> **Tasks and exercises**:
1. Copy word for word the stretch of the income-prediction write-up from "One of my standard" through "40 test items.".
2. Extend the income-prediction write-up beyond its final sentence.

One of my standard neural network examples is to predict employee income from sex, age, city, and job-type. Predicting a single numeric value is usually called a regression problem. (Note: “logistic regression” predicts a single numeric probability value between 0.0 and 1.0 but then that value is immediately used as a binary classification result).

My data is synthetic and looks like:

1 0.24 1 0 0 0.2950 0 0 1 -1 0.39 0 0 1 0.5120 0 1 0 1 0.63 0 1 0 0.7580 1 0 0 -1 0.36 1 0 0 0.4450 0 1 0 1 0.27 0 1 0 0.2860 0 0 1 . . .

There are 200 training items and 40 test items.

The first value in column [0] is sex (M = -1, F = +1). Column [1] is age, normalized by dividing by 100. Columns [2,3,4] is city one-hot encoded (anaheim, boulder, concord). Column [5] is annual income, divided by $100,000, and is the value to predict. Columns [6,7,8] is job-type (mgmt, supp, tech).

I designed an 8-(10-10)-1 neural network. I used glorot_uniform() weight initialization with zero-bias initialization. I used tanh() activation on the two hidden layers, and no activation (aka Identity activation) on the single output node.

For training, I used Adam optimization with an initial learning rate of 0.01 along with a batch size of 10. I used mean squared error for the loss function.

> **Supplied data**:
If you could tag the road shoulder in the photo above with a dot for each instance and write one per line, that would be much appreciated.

> **Exercise results**:
1.
One of my standard neural network examples is to predict employee income from sex, age, city, and job-type. Predicting a single numeric value is usually called a regression problem. (Note: “logistic regression” predicts a single numeric probability value between 0.0 and 1.0 but then that value is immediately used as a binary classification result).

My data is synthetic and looks like:

1 0.24 1 0 0 0.2950 0 0 1 -1 0.39 0 0 1 0.5120 0 1 0 1 0.63 0 1 0 0.7580 1 0 0 -1 0.36 1 0 0 0.4450 0 1 0 1 0.27 0 1 0 0.2860 0 0 1 . . .

There are 200 training items and 40 test items.

2.
For regression problems you must define a custom accuracy() function. My accuracy() function counts an income prediction as correct if it’s within 10% of the true income. I implemented two accuracy() functions. The first version iterates through one data item at a time. This is slow but useful to examine results. The second version feeds all data to the model at the same time. This is faster but more opaque.

*There’s a strong correlation between a person’s job and their income. Here are three people who have interesting jobs.*

Left: According to the BBC, Alan Moore is a “writer, wizard, mall Santa, and Rasputin impersonator”. Impressive.

Center: According to the Food Network TV company, Richard Scheuerman is a “shredded cheese authority”. OK.

*Right: The BBC broadcast an interview with Andrew Drinkwater, from the “Water Research Centre”. He was meant to have that job.*

Demo code. Replace “lt”, “gt”, “lte”, “gte” with Boolean operator symbols. My lame blog editor chokes on symbols. For the training and test data, see my post at https://jamesmccaffrey.wordpress.com/2022/05/23/regression-employee-income-using-pytorch-1-10-on-windows-11/ where I did the same problem using PyTorch.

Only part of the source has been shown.